Task directions -
Determine how many lines in the records below contain the string "street", with case counting, and reply with only that number.

Material provided -
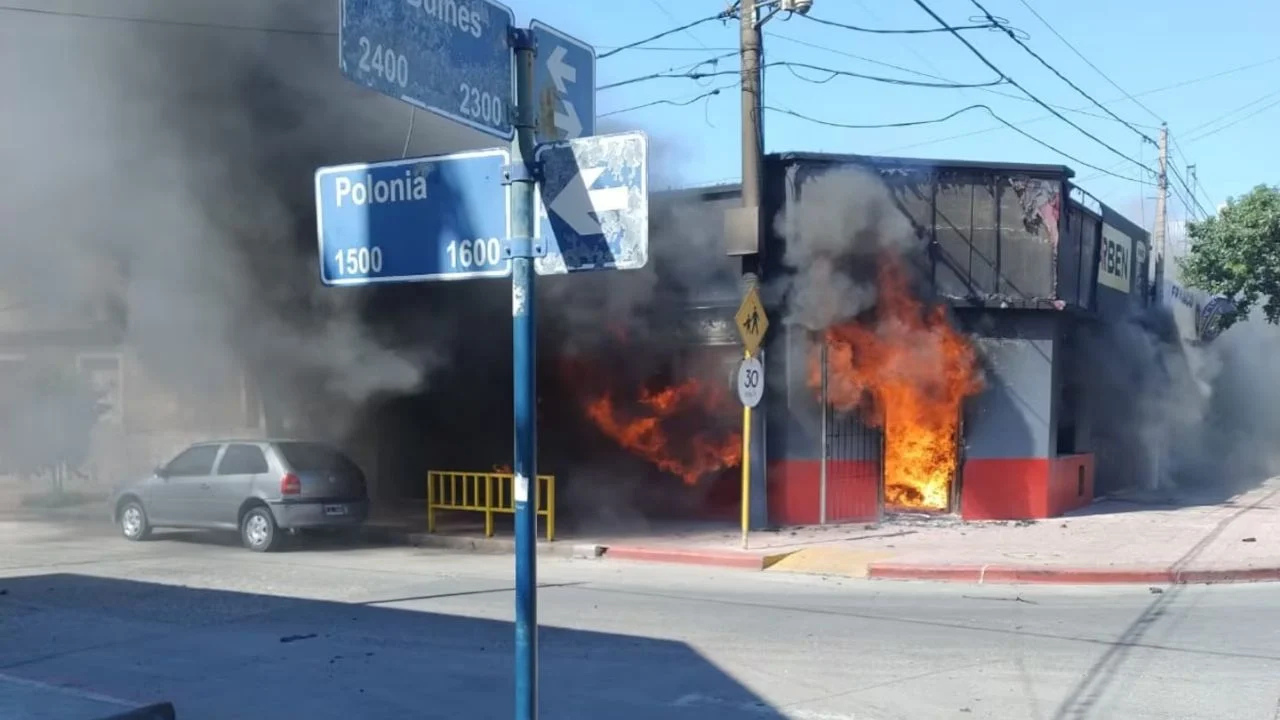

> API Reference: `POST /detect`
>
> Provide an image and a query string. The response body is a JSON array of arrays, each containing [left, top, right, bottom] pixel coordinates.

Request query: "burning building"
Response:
[[755, 154, 1149, 524]]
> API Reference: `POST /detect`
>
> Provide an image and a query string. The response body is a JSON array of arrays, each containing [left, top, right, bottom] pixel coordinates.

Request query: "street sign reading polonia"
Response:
[[338, 0, 519, 140], [315, 149, 511, 286], [534, 132, 649, 275], [529, 20, 595, 142]]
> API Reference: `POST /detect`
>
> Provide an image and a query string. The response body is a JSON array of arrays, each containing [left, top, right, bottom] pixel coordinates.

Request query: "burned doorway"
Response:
[[810, 260, 982, 520], [818, 335, 964, 515]]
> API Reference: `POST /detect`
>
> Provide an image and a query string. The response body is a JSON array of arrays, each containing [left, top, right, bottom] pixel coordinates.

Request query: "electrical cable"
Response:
[[1187, 99, 1280, 145], [763, 104, 1144, 182], [957, 0, 1156, 145], [596, 82, 737, 118], [595, 50, 740, 92], [1169, 163, 1208, 217], [913, 0, 1155, 173], [649, 0, 710, 50], [880, 52, 1280, 154], [1183, 90, 1280, 135], [764, 60, 1009, 90], [1018, 0, 1164, 122], [769, 32, 1157, 129], [800, 15, 1024, 35], [595, 58, 1007, 91], [0, 5, 338, 37], [595, 8, 735, 60]]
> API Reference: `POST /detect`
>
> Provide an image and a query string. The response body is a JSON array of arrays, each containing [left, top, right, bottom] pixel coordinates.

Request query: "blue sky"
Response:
[[508, 0, 1280, 238]]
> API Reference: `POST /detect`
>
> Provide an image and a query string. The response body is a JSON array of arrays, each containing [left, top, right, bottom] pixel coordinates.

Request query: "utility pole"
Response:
[[1151, 123, 1169, 305], [731, 0, 764, 550]]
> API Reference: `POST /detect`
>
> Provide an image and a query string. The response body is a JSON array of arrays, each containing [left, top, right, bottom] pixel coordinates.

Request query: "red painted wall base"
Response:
[[768, 454, 1093, 525], [960, 454, 1093, 520]]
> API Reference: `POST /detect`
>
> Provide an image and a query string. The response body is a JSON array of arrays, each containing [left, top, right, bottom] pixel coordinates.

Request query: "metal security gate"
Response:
[[818, 341, 884, 523]]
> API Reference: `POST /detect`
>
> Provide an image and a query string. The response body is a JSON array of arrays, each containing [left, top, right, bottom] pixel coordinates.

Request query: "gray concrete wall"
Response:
[[961, 311, 1059, 459]]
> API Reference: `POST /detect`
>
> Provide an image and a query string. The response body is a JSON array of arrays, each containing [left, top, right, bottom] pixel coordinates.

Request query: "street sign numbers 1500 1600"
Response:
[[444, 237, 503, 270], [333, 245, 383, 271], [360, 36, 408, 87]]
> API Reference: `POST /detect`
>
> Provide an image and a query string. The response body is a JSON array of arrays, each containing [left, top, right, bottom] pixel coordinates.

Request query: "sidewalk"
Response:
[[573, 479, 1280, 584]]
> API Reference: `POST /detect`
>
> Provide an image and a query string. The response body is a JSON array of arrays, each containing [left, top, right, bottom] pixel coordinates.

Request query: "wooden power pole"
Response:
[[1151, 123, 1169, 305]]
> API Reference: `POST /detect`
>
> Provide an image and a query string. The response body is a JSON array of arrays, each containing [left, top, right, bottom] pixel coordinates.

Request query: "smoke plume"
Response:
[[776, 168, 923, 331]]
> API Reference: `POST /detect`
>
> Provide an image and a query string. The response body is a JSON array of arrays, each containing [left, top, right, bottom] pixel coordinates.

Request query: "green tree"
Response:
[[1178, 184, 1280, 328]]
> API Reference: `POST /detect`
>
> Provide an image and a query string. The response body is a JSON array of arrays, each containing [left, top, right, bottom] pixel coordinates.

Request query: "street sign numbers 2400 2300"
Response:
[[360, 36, 408, 87], [458, 82, 504, 127]]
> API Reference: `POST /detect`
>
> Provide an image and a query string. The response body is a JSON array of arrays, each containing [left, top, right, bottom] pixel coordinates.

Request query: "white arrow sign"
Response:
[[547, 45, 577, 95], [547, 45, 582, 140], [550, 168, 630, 236], [556, 99, 582, 140]]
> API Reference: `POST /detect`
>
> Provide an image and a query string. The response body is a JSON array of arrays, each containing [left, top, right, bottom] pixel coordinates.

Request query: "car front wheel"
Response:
[[120, 500, 151, 542], [241, 506, 280, 552]]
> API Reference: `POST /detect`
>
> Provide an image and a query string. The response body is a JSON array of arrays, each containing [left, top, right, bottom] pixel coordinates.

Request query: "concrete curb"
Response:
[[867, 562, 1280, 585], [365, 528, 581, 557], [604, 544, 790, 570], [101, 702, 178, 720]]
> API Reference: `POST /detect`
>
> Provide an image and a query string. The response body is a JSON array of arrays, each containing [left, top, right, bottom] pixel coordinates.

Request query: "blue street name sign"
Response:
[[316, 149, 511, 286], [534, 132, 649, 275], [338, 0, 516, 140], [529, 20, 595, 142]]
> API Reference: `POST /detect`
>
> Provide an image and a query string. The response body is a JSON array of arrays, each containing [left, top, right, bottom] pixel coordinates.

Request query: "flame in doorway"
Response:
[[809, 256, 982, 511], [566, 363, 742, 486]]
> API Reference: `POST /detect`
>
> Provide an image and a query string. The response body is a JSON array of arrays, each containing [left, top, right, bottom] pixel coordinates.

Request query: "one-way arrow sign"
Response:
[[530, 20, 595, 142], [534, 132, 649, 275]]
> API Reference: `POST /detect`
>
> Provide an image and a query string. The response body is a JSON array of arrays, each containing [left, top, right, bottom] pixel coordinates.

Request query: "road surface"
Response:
[[0, 521, 1280, 720]]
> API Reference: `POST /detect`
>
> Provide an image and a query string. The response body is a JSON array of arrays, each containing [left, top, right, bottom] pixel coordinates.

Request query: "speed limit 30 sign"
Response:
[[737, 357, 764, 407]]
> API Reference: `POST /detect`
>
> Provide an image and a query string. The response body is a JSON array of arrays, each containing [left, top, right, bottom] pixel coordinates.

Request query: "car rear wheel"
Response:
[[241, 506, 280, 552], [120, 500, 151, 542]]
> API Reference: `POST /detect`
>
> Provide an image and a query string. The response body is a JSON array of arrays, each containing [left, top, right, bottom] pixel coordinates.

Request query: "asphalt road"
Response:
[[0, 521, 1280, 720]]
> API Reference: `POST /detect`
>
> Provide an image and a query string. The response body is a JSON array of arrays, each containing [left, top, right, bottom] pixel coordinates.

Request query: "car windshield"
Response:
[[278, 442, 360, 474]]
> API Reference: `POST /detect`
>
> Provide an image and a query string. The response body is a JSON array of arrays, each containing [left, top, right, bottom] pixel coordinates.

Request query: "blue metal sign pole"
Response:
[[507, 28, 541, 720]]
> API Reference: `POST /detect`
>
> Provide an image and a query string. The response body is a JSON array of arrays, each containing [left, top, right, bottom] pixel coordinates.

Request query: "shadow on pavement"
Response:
[[0, 574, 783, 720]]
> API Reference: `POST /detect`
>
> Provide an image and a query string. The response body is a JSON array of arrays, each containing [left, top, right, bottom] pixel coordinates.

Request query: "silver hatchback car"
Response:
[[111, 439, 369, 552]]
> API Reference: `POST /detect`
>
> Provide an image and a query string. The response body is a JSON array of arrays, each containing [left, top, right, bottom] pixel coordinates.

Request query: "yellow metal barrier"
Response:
[[426, 470, 556, 542]]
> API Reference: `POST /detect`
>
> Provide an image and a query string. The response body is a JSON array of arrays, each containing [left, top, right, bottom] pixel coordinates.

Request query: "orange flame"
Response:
[[809, 258, 982, 511], [585, 368, 742, 484]]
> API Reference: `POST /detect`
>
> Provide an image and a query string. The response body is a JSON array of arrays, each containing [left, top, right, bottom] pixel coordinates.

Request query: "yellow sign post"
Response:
[[733, 287, 769, 357], [733, 287, 769, 550]]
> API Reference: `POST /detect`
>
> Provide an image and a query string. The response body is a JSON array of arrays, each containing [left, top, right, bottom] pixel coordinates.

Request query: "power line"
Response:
[[763, 104, 1140, 182], [800, 10, 1009, 35], [1184, 90, 1280, 135], [596, 82, 737, 118], [764, 61, 1007, 90], [1018, 0, 1164, 122], [0, 5, 338, 37], [649, 0, 710, 50], [1187, 99, 1280, 145], [595, 50, 739, 92], [595, 45, 739, 53], [595, 53, 1006, 91], [769, 25, 1157, 129], [913, 0, 1155, 173], [880, 55, 1280, 152], [596, 9, 733, 60], [967, 0, 1156, 145], [1169, 163, 1208, 217]]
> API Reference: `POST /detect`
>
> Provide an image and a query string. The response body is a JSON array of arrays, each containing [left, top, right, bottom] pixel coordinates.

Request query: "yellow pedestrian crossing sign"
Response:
[[733, 287, 769, 356]]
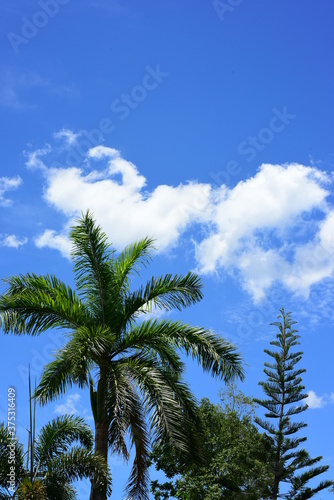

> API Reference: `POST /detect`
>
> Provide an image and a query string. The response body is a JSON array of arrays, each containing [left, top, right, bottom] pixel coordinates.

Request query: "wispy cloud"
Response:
[[305, 390, 334, 410], [54, 393, 80, 415], [0, 71, 50, 110], [0, 70, 75, 111], [0, 175, 22, 207], [27, 137, 334, 302], [0, 234, 28, 248]]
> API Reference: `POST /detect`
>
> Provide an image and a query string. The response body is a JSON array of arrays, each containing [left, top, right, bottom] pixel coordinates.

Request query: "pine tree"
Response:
[[255, 308, 333, 500]]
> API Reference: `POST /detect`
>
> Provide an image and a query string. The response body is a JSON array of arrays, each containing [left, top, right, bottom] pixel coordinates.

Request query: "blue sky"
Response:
[[0, 0, 334, 500]]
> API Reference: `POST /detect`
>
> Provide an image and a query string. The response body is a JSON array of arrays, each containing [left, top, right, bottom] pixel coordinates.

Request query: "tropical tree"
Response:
[[0, 212, 243, 500], [0, 415, 111, 500], [255, 308, 333, 500], [0, 423, 24, 500], [151, 386, 271, 500]]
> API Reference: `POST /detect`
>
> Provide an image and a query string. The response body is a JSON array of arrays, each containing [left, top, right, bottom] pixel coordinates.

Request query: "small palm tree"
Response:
[[17, 477, 47, 500], [0, 415, 111, 500], [0, 212, 243, 500]]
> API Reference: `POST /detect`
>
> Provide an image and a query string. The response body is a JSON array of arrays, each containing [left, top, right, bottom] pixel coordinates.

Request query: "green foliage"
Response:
[[17, 477, 48, 500], [0, 212, 243, 500], [255, 309, 333, 500], [0, 415, 111, 500], [151, 386, 271, 500], [0, 423, 24, 500]]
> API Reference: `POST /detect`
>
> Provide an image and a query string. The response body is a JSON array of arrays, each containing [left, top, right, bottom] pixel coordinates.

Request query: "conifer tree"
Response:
[[255, 308, 333, 500]]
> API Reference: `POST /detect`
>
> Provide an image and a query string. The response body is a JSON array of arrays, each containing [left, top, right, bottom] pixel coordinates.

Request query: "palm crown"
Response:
[[0, 212, 243, 500]]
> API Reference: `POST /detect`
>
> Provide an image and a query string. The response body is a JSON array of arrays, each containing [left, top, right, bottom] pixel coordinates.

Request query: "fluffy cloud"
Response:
[[28, 143, 334, 301], [305, 391, 327, 409], [35, 146, 211, 254], [0, 175, 22, 207], [53, 128, 81, 146]]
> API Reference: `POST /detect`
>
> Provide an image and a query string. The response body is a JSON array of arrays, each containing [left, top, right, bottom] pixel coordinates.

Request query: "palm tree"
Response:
[[0, 212, 243, 500], [0, 415, 111, 500]]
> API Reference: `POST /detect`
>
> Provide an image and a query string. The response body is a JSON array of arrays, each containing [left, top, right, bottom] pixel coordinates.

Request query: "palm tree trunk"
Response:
[[89, 422, 109, 500]]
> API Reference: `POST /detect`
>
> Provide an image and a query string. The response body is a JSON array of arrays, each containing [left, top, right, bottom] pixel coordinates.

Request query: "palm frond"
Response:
[[123, 354, 196, 450], [125, 320, 244, 382], [46, 447, 111, 495], [70, 211, 117, 325], [126, 390, 150, 500], [34, 341, 93, 405], [125, 272, 203, 321], [0, 273, 90, 335], [113, 237, 154, 291], [35, 415, 94, 465]]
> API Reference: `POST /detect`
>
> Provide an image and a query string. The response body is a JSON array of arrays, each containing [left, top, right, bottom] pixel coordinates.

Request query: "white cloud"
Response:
[[53, 128, 81, 146], [0, 71, 50, 110], [35, 229, 71, 258], [305, 391, 327, 409], [196, 164, 334, 301], [0, 175, 22, 207], [27, 142, 334, 302], [24, 144, 51, 172], [54, 393, 80, 415], [0, 234, 28, 248], [36, 146, 211, 249]]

Response to the task -
4